Text shown:
* Start *

Saba Waheed: And I’m Saba Waheed.
Veena Hampapur: The criminal justice system implies justice. But laws and sentences aren’t always fairly distributed. And in today’s political climate, there’s a prominent narrative of bad immigrants who don’t deserve to be here, even after they’ve “done their time.”
Saba Waheed: This isn’t new – it’s a part of a much longer history of criminalizing immigrants and refugees in the United States. And it raises the question, who deserves a second chance?
Veena Hampapur: This week’s Re:Work is the first of 2 parts that explores the experience of refugees from Cambodia who get caught up in the criminal justice system at a young age. We follow Billy Taing’s story of fleeing the Khmer Rouge in Cambodia and resettling in America with his family, only to continue facing hardship.
Billy Taing: The earliest memory that I can piece together was just seeing broken rooftops or some type of like shack with openings where the sun was exposing into the place where I was at. We were sent to a labor camp, so I think that’s how we ended up in the shack.
Saba Waheed: Billy’s family was ethnically Chinese. His grandparents had immigrated to Cambodia during the Chinese Revolution, the Mao era.
Billy Taing: People were starving, so everybody was fleeing China. When the Khmer Rouge took over Cambodian government. They start killing off a lot of people that they deem a threat. If you were an educator or if you were different ethnic and spoke different language, then those people were the target. My father was, unfortunately, an educator, and they accused him of speaking Chinese when they barged in the house one night, and beat him up in front of our family, and then just dragged him away. We never saw him again after that.

* End *

Exercise instructions:
**1)** According to the Re:Work transcript, when did Billy Taing's grandparents immigrate to Cambodia?
**2)** Reproduce the Re:Work transcript word for word, starting at "Saba Waheed: This" and ending after "continue facing hardship.".

Information given:
* Start *

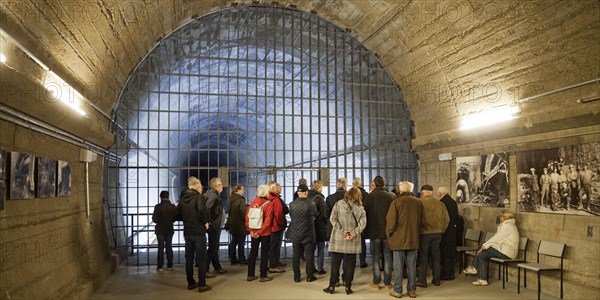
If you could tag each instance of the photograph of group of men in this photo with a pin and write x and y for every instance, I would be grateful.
(560, 180)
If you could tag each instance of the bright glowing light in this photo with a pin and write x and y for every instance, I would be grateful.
(63, 92)
(489, 117)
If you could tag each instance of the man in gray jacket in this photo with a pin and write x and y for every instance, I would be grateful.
(434, 224)
(376, 206)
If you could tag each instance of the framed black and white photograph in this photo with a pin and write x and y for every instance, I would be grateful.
(46, 177)
(561, 180)
(22, 183)
(2, 178)
(64, 179)
(483, 180)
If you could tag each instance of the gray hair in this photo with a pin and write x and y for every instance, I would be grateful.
(342, 183)
(262, 190)
(443, 190)
(273, 186)
(405, 187)
(193, 182)
(214, 182)
(507, 214)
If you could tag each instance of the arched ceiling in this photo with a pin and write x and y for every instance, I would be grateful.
(450, 58)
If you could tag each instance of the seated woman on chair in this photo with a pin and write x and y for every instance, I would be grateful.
(504, 244)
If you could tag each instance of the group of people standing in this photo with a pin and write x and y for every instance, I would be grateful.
(403, 230)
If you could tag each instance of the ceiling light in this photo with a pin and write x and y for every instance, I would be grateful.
(489, 117)
(63, 92)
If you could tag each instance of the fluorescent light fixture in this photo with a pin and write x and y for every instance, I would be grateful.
(489, 117)
(63, 92)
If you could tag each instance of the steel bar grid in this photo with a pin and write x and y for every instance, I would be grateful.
(266, 92)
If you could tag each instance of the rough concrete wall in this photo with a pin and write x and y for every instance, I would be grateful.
(450, 58)
(48, 249)
(580, 233)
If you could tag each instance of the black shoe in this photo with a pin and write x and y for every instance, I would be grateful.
(192, 286)
(203, 289)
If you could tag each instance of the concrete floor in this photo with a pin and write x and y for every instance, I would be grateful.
(144, 282)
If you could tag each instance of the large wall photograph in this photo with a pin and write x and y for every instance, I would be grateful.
(483, 180)
(46, 177)
(22, 183)
(64, 178)
(560, 180)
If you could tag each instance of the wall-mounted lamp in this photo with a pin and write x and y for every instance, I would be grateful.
(489, 117)
(63, 92)
(60, 90)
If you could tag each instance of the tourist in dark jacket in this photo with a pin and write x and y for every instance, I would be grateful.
(448, 245)
(195, 216)
(376, 206)
(237, 225)
(164, 215)
(217, 220)
(278, 226)
(321, 221)
(357, 183)
(302, 232)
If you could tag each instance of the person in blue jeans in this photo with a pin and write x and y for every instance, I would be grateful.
(321, 221)
(164, 214)
(504, 244)
(195, 216)
(376, 206)
(403, 227)
(237, 225)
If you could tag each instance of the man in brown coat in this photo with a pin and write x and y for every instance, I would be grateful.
(433, 226)
(403, 228)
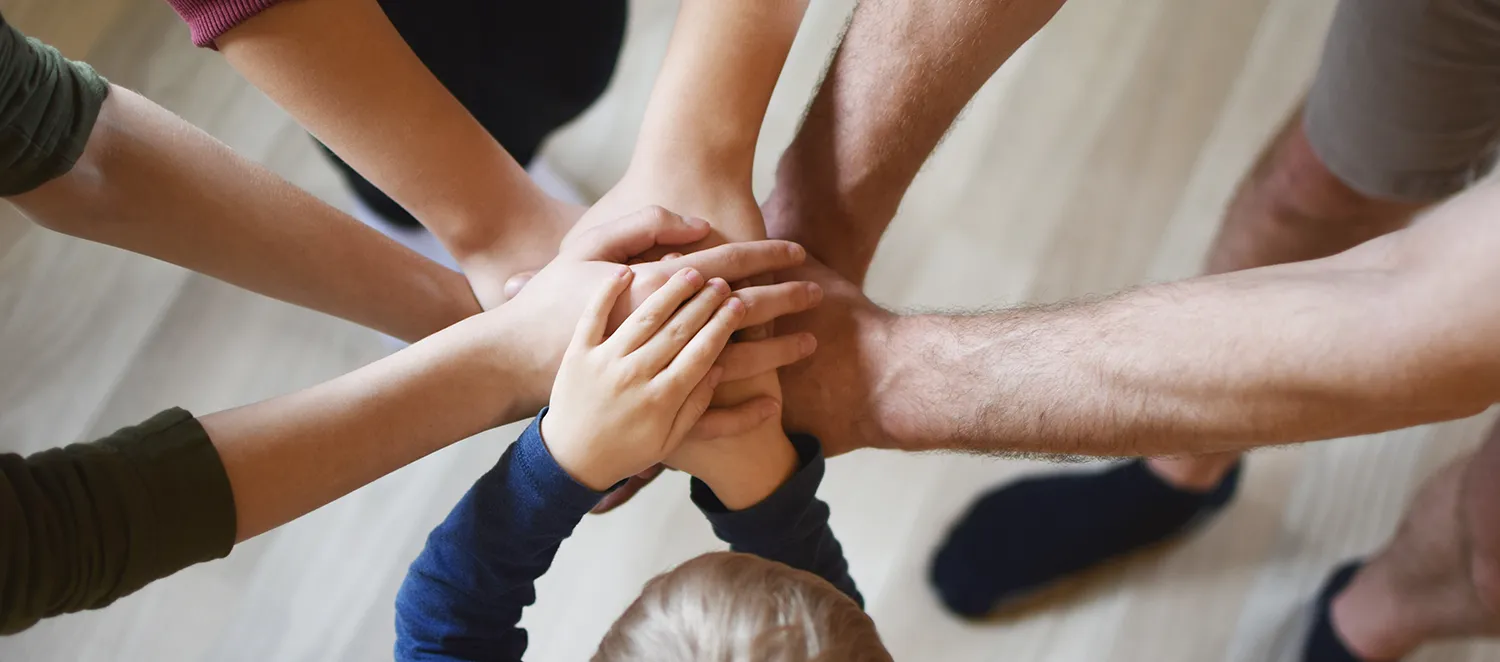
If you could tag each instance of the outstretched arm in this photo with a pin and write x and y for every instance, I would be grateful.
(900, 77)
(1397, 332)
(86, 524)
(152, 183)
(345, 74)
(696, 144)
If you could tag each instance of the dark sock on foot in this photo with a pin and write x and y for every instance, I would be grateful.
(1323, 643)
(1023, 536)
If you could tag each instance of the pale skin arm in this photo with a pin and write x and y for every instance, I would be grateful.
(1397, 332)
(153, 183)
(345, 74)
(900, 77)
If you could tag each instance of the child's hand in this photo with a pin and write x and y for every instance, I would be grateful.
(623, 404)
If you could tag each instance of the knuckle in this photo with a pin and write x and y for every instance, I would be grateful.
(656, 213)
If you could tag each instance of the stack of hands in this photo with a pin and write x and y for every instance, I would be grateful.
(635, 388)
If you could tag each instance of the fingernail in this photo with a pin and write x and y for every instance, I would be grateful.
(815, 293)
(770, 409)
(807, 344)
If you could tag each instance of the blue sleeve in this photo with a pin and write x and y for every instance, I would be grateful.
(791, 526)
(462, 596)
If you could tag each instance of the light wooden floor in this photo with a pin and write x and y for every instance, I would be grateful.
(1098, 158)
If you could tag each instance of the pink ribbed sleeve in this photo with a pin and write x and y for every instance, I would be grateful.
(210, 18)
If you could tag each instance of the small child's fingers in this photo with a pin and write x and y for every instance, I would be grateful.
(693, 409)
(731, 421)
(656, 309)
(765, 303)
(590, 329)
(659, 350)
(743, 361)
(698, 358)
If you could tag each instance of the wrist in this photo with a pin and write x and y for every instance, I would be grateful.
(573, 460)
(494, 230)
(750, 476)
(519, 382)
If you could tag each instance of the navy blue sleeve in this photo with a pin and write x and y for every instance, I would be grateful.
(791, 526)
(462, 596)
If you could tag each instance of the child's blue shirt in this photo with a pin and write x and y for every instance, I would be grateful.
(464, 595)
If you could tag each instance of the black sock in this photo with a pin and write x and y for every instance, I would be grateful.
(1323, 643)
(1023, 536)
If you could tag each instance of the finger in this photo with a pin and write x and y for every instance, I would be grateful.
(698, 358)
(659, 350)
(654, 311)
(623, 493)
(768, 302)
(629, 236)
(596, 317)
(743, 361)
(693, 407)
(734, 421)
(734, 261)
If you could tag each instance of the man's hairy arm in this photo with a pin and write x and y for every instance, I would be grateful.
(900, 77)
(1397, 332)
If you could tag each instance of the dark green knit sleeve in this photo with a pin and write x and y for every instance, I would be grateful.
(86, 524)
(48, 105)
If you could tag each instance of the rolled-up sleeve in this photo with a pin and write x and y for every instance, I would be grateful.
(48, 105)
(86, 524)
(210, 18)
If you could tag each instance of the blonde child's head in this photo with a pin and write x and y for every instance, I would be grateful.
(741, 608)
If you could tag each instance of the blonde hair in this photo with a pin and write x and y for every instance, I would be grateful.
(728, 607)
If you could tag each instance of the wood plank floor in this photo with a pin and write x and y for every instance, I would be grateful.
(1100, 156)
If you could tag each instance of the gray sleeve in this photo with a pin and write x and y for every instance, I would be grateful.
(48, 105)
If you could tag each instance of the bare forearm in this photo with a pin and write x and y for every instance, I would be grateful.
(1353, 344)
(347, 75)
(711, 93)
(291, 455)
(155, 185)
(897, 81)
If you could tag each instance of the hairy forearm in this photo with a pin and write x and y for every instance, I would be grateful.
(155, 185)
(291, 455)
(347, 75)
(900, 77)
(1361, 343)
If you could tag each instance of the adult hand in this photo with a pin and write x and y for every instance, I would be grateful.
(554, 299)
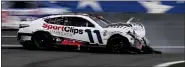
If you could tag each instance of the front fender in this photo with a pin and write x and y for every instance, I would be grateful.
(129, 38)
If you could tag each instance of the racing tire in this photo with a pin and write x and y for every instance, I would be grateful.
(149, 50)
(117, 45)
(26, 45)
(42, 41)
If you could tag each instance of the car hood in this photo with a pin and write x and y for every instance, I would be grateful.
(136, 29)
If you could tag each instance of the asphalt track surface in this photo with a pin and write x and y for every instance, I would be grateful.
(19, 57)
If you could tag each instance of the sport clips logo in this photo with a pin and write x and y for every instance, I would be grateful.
(62, 28)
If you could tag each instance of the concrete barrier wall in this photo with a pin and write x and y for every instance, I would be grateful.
(161, 29)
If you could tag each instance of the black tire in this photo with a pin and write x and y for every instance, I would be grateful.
(149, 50)
(42, 41)
(26, 45)
(117, 45)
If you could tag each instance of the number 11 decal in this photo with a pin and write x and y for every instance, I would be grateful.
(91, 37)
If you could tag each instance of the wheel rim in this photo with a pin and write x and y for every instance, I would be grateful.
(117, 46)
(41, 41)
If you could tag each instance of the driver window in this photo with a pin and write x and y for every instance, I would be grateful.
(77, 21)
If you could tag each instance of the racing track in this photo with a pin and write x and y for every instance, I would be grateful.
(18, 57)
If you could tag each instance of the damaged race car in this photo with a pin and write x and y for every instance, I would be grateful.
(84, 30)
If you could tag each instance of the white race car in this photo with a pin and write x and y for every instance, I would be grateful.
(84, 30)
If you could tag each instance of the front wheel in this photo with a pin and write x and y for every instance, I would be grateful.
(42, 41)
(117, 45)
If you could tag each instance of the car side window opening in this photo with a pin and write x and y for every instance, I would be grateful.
(77, 21)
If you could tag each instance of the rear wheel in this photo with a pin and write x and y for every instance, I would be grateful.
(147, 49)
(42, 41)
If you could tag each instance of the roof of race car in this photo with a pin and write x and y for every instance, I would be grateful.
(70, 14)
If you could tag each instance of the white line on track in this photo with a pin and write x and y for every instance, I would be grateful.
(169, 63)
(8, 36)
(164, 47)
(167, 46)
(7, 45)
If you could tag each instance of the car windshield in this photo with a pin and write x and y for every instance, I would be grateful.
(100, 20)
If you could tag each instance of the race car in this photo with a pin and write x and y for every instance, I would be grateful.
(84, 30)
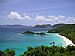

* End *

Final answers:
**1)** During the Chinese Revolution, in the Mao era.

**2)**
Saba Waheed: This isn’t new – it’s a part of a much longer history of criminalizing immigrants and refugees in the United States. And it raises the question, who deserves a second chance?
Veena Hampapur: This week’s Re:Work is the first of 2 parts that explores the experience of refugees from Cambodia who get caught up in the criminal justice system at a young age. We follow Billy Taing’s story of fleeing the Khmer Rouge in Cambodia and resettling in America with his family, only to continue facing hardship.